## What needs to be done
Return every line of the records that contains the word "white", treating uppercase and lowercase letters as distinct.

## Information supplied
---------------

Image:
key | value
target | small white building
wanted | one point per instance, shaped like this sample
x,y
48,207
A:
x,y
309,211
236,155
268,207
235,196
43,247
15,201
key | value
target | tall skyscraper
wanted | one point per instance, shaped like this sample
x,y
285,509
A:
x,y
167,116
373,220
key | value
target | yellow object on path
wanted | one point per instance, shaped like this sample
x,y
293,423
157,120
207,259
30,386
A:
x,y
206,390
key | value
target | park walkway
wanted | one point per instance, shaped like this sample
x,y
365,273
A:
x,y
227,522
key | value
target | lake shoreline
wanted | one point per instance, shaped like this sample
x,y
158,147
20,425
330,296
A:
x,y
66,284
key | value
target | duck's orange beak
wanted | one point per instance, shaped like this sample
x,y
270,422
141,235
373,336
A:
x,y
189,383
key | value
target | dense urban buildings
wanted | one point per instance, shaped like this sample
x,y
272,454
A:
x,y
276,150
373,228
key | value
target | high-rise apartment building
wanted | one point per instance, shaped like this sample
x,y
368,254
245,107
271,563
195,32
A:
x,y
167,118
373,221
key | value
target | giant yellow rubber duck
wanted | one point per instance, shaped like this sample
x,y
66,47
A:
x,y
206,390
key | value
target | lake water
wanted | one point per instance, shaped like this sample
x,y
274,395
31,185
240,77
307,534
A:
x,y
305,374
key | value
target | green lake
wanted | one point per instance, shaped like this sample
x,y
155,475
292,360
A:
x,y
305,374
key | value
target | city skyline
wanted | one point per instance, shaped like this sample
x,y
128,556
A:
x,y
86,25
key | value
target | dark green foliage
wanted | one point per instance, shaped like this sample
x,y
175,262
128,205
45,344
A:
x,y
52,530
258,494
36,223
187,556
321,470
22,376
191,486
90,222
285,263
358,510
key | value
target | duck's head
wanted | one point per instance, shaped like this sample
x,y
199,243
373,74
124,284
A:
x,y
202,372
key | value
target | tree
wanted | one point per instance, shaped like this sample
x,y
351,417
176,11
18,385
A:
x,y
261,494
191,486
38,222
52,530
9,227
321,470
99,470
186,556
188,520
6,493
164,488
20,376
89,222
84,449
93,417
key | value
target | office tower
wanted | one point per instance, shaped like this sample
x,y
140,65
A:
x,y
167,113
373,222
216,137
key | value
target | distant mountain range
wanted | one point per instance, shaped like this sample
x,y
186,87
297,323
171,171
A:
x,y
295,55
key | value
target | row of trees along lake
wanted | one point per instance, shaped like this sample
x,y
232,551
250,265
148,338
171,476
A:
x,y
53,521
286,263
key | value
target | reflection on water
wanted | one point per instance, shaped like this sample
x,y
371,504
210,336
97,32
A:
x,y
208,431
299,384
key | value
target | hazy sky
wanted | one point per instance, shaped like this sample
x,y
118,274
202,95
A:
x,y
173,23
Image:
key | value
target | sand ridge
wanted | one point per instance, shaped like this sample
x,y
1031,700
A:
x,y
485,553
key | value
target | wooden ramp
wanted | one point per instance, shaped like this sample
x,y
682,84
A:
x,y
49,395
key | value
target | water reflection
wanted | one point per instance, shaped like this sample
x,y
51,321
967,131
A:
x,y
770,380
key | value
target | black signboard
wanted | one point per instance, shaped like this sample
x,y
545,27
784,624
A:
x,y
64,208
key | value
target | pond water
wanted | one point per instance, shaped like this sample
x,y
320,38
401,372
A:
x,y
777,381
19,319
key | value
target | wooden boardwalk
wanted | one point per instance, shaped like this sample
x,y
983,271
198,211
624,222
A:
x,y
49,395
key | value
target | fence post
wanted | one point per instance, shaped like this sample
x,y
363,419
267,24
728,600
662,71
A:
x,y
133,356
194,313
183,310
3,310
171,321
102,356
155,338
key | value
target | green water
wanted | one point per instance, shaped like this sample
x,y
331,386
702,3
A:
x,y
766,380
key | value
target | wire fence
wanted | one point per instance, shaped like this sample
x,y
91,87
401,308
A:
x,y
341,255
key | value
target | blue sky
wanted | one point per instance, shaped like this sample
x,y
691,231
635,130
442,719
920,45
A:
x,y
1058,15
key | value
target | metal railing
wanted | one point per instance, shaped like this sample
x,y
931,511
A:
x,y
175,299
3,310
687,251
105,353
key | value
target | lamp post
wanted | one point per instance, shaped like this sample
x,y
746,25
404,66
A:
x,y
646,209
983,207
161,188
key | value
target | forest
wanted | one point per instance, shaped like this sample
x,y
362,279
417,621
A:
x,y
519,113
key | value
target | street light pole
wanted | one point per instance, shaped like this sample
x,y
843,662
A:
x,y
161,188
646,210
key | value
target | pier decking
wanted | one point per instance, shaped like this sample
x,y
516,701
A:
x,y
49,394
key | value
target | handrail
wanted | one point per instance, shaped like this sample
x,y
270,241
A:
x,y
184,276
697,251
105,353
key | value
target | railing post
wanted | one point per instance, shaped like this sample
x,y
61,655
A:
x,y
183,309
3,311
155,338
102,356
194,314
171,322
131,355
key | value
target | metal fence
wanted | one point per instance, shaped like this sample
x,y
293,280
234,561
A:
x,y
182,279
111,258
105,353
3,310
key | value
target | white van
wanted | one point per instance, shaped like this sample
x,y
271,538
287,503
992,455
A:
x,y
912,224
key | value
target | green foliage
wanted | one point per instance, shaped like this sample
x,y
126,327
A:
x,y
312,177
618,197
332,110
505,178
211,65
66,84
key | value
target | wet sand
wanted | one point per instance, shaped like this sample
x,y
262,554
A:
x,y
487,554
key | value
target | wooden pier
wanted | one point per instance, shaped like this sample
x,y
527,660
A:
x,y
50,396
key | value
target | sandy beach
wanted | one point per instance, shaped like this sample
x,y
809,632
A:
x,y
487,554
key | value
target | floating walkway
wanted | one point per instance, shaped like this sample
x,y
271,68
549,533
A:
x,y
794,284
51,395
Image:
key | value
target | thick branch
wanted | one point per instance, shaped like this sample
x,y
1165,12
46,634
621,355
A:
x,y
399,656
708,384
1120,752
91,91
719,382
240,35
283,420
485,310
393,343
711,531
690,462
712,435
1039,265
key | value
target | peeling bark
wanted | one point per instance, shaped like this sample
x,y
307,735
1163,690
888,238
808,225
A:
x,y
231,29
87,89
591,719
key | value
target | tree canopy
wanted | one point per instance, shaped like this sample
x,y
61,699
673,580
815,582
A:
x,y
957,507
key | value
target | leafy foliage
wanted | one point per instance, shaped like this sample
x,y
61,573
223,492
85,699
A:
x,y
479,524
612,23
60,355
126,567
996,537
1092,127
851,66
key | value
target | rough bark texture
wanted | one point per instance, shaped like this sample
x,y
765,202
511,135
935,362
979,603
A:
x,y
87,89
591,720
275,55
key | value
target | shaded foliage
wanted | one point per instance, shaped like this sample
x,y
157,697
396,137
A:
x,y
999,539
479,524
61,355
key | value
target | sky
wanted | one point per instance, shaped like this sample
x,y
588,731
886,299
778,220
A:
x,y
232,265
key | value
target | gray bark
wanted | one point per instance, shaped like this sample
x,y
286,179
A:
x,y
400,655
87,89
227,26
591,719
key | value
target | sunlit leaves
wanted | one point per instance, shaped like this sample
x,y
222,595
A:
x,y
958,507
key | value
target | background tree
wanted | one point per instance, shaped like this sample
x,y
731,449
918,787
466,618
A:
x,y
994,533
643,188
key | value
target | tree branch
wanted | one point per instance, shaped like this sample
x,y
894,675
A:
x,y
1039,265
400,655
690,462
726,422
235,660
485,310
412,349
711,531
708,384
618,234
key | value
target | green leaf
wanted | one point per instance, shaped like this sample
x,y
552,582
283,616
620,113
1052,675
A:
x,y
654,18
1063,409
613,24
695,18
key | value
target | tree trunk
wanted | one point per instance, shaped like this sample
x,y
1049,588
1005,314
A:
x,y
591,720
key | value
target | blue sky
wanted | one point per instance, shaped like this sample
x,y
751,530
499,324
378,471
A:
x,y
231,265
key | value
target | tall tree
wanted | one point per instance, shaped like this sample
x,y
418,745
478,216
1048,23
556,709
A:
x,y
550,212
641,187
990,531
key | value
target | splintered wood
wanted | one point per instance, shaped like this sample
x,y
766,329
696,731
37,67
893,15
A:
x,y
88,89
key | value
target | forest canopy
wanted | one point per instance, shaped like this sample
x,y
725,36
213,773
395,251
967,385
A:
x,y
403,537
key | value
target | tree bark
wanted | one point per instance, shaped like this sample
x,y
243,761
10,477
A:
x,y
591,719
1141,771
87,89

---------------

## Answer to the exercise
target | small white building
target | white van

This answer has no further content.